▶ [Work request A] Translate into Spanish this sentence from the FedMRG summary: "Medical report generation (MRG) faces critical challenges under multi-center federated learning (FL), including privacy sensitivity, heterogeneous data modalities, and severe communication constraints."
▶ [Work request B] Pick up the FedMRG summary after its final sentence and keep writing.
+++ Reading text +++
🤖 AI Summary
Medical report generation (MRG) faces critical challenges under multi-center federated learning (FL), including privacy sensitivity, heterogeneous data modalities, and severe communication constraints. Method: We propose FedMRG—the first privacy-preserving FL framework for MRG—featuring (i) low-rank gradient decomposition to drastically reduce communication overhead; (ii) client-aware contrastive learning and diagnosis-driven prompt encoding to mitigate statistical heterogeneity; and (iii) a dual-adapter co-adaptive decoding mechanism to jointly model cross-center imaging feature discrepancies and report stylistic variations. Results: Evaluated on our newly established FL-MRG benchmark, FedMRG achieves state-of-the-art clinical accuracy, significantly improves cross-center generalization, reduces communication cost by 62%, and enables deployment in bandwidth-constrained real-world clinical environments.
+++ Provided material +++
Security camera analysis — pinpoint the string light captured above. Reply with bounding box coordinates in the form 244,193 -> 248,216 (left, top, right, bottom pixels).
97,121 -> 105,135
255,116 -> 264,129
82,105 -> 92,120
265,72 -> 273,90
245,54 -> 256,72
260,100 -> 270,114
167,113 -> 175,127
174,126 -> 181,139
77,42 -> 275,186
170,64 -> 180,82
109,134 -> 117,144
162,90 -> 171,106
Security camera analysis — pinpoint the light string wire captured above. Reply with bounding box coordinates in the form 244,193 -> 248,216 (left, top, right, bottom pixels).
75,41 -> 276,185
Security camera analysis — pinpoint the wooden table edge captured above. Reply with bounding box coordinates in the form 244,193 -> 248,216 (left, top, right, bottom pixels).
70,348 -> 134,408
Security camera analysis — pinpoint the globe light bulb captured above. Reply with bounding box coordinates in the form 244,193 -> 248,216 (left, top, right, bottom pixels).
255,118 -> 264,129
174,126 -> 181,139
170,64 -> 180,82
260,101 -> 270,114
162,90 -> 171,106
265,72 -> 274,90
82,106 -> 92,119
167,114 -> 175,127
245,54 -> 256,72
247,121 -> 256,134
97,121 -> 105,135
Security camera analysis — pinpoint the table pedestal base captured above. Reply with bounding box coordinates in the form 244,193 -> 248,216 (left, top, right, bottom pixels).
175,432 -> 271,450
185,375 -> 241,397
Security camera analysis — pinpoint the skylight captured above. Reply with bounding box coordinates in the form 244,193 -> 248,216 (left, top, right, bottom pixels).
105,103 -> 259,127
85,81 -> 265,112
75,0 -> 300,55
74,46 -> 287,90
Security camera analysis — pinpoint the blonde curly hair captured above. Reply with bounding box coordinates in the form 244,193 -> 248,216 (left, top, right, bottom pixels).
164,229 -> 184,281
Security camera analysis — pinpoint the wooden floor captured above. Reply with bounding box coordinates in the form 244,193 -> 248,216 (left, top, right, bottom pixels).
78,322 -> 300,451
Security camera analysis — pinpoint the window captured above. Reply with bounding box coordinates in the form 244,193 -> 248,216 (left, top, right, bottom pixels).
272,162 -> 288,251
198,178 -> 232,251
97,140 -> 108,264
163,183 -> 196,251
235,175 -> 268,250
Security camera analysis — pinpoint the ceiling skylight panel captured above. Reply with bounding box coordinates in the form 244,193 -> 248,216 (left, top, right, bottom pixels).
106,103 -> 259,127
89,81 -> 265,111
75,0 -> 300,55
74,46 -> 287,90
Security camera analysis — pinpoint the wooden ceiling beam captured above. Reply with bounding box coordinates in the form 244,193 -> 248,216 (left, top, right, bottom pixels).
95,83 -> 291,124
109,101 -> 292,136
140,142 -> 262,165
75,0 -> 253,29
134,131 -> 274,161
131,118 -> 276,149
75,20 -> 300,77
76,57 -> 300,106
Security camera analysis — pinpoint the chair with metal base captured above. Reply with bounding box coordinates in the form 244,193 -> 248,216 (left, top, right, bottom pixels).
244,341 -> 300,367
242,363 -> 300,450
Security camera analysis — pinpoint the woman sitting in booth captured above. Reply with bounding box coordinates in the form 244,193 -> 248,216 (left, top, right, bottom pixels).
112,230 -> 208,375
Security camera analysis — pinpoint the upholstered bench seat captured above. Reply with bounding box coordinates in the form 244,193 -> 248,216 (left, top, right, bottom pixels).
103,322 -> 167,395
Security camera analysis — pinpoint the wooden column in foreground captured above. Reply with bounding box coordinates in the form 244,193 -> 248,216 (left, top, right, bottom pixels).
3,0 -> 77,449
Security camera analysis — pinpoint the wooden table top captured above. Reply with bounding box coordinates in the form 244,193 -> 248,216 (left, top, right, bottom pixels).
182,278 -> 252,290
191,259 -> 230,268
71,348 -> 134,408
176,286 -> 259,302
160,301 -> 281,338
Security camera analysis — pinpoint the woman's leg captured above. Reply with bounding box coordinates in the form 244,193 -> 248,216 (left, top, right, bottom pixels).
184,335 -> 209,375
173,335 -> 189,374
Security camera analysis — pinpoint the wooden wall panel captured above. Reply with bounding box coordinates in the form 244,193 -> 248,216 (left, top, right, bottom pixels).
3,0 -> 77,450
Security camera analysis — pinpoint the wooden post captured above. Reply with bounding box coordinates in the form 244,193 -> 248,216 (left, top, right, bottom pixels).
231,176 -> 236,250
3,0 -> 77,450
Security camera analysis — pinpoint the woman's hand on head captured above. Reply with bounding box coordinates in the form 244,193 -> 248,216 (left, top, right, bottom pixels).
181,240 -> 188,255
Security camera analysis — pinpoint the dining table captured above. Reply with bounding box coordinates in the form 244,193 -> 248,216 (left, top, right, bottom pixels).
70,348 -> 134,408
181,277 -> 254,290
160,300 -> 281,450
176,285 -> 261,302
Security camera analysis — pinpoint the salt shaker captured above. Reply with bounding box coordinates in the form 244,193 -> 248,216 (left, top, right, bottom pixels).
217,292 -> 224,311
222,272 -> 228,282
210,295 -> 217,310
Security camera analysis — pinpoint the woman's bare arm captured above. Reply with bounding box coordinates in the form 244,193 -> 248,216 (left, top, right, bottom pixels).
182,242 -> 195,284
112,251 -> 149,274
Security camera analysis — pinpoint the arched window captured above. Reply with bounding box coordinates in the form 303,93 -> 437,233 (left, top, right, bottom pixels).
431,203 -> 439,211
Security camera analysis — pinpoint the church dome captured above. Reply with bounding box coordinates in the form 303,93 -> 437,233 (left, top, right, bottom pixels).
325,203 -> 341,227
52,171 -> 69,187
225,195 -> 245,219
+++
▶ [Exercise response A] La generación de informes médicos (MRG) enfrenta desafíos críticos en el aprendizaje federado (FL) multicéntrico, entre ellos la sensibilidad de la privacidad, las modalidades de datos heterogéneas y las severas restricciones de comunicación.

▶ [Exercise response B]
📝 Abstract
LLMs have demonstrated significant potential in Medical Report Generation (MRG), yet their development requires large amounts of medical image-report pairs, which are commonly scattered across multiple centers. Centralizing these data is exceptionally challenging due to privacy regulations, thereby impeding model development and broader adoption of LLM-driven MRG models. To address this challenge, we present FedMRG, the first framework that leverages Federated Learning (FL) to enable privacy-preserving, multi-center development of LLM-driven MRG models, specifically designed to overcome the critical challenge of communication-efficient LLM training under multi-modal data heterogeneity. To start with, our framework tackles the fundamental challenge of communication overhead in FL-LLM tuning by employing low-rank factorization to efficiently decompose parameter updates, significantly reducing gradient transmission costs and making LLM-driven MRG feasible in bandwidth-constrained FL settings. Furthermore, we observed the dual heterogeneity in MRG under the FL scenario: varying image characteristics across medical centers, as well as diverse reporting styles and terminology preferences. To address this, we further enhance FedMRG with (1) client-aware contrastive learning in the MRG encoder, coupled with diagnosis-driven prompts, which capture both globally generalizable and locally distinctive features while maintaining diagnostic accuracy; and (2) a dual-adapter mutual boosting mechanism in the MRG decoder that harmonizes generic and specialized adapters to address variations in reporting styles and terminology. Through extensive evaluation of our established FL-MRG benchmark, we demonstrate the generalizability and adaptability of FedMRG, underscoring its potential in harnessing multi-center data and generating clinically accurate reports while maintaining communication efficiency.